_DESCRIPTION OF THE TASK:_ Using the records below, give again exactly the lines from the line that contains "Target: front window" through the line that contains "Q: Point to one spot on each instance of the neighboring", both ends included, and only those.

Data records
——————
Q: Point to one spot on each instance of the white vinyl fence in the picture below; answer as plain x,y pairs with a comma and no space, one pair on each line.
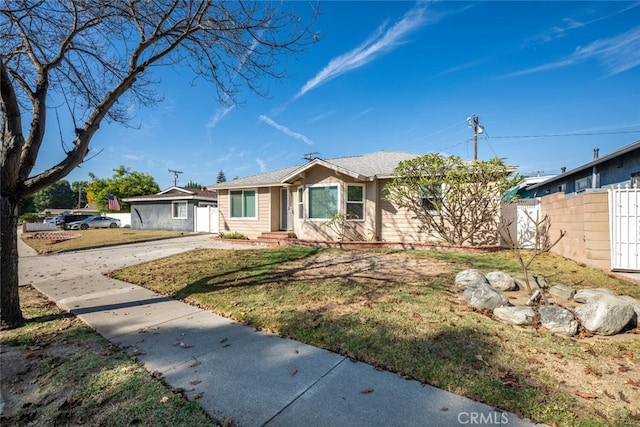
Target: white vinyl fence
624,228
207,220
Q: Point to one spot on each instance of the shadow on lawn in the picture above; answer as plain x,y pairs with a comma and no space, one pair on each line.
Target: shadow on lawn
359,268
459,359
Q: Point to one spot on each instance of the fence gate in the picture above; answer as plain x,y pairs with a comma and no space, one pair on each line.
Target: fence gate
521,215
624,228
207,220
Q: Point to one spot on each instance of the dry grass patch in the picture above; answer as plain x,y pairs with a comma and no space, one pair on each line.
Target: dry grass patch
93,238
398,310
57,371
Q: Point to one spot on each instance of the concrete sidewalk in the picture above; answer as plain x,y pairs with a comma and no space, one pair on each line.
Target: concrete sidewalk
254,378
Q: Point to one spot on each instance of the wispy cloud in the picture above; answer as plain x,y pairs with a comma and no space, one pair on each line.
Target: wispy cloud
217,116
380,42
616,54
285,130
321,117
362,113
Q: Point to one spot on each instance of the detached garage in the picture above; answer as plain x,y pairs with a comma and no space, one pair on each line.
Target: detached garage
173,209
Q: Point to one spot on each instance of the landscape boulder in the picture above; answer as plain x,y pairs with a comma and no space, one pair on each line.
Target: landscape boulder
590,295
636,308
483,296
518,315
558,320
470,278
501,281
607,315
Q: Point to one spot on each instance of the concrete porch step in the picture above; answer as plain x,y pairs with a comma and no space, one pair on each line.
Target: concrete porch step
275,237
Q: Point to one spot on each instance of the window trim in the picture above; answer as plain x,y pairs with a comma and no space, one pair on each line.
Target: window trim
308,199
362,202
174,205
300,202
243,191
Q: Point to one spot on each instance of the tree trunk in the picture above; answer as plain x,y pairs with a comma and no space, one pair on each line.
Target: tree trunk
10,313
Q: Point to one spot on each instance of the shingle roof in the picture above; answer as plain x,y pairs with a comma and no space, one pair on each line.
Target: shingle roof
177,193
377,164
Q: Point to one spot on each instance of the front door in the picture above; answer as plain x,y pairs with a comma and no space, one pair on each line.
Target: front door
284,209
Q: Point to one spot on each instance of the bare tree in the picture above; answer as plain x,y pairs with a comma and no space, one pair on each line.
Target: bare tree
536,230
96,57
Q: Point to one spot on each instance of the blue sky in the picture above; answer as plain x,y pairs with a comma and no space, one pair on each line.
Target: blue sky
549,81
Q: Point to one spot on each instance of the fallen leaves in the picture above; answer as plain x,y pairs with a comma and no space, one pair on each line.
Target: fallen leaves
586,395
180,343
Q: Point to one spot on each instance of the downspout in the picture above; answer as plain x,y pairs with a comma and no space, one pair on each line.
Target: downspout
594,169
378,210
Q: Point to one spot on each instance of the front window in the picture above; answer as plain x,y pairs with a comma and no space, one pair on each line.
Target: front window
323,202
243,204
179,210
355,202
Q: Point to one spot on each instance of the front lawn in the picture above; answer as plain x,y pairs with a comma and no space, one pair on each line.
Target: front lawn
398,311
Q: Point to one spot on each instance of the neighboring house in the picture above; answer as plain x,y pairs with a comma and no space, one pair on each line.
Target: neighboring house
172,209
523,189
324,199
622,167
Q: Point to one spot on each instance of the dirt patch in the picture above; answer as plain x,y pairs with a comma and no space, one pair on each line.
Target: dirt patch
612,381
366,267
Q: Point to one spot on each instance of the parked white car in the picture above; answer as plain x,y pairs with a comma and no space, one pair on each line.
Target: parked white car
94,222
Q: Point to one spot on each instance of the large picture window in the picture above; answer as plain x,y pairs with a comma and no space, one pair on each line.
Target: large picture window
323,202
355,202
179,210
243,203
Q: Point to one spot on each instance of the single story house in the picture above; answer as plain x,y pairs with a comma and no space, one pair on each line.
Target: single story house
171,209
622,167
321,200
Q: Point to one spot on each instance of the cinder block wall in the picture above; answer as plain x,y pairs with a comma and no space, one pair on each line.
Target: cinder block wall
585,218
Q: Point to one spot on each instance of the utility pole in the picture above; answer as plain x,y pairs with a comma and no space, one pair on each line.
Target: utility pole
79,196
473,123
175,176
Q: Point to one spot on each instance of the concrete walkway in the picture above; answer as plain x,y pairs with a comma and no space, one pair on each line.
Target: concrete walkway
254,378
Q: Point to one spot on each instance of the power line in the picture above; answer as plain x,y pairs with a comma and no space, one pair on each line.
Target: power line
567,134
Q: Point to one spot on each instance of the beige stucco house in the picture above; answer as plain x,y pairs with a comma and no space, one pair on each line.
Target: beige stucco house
303,199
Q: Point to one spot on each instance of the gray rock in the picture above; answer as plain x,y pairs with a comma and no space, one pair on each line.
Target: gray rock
501,281
470,278
558,320
636,308
590,295
522,284
606,316
561,291
518,315
484,297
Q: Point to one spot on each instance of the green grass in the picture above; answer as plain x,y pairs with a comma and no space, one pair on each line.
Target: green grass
95,237
419,330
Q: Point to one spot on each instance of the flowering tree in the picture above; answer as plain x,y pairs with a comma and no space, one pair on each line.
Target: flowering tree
455,200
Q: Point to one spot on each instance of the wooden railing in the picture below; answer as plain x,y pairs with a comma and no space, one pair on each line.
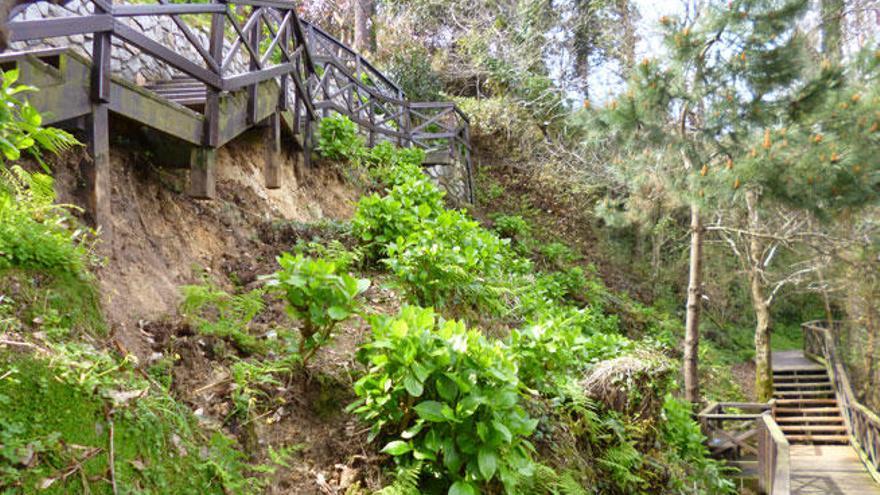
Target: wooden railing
862,424
325,74
774,458
348,84
747,437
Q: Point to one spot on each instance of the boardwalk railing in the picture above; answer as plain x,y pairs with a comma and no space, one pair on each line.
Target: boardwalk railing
316,73
774,458
747,437
862,424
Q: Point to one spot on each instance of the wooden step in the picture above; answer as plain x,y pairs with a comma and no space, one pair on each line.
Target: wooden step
800,378
801,394
813,428
785,402
832,439
809,419
801,372
802,386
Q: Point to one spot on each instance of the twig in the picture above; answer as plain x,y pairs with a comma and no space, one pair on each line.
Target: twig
112,455
211,385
——————
_RESPONSE:_
Target: front window
323,202
243,204
179,210
355,202
Q: Point to one spot on each instance of the front lawn in the picture above; answer as plain x,y pairs with a comma and no space, one pair on each line.
Target: front lawn
398,311
Q: Point to one spot on each instance of the neighboring house in the picture above; answer as plain x,y pairs with a comma and no space, one pair on each line.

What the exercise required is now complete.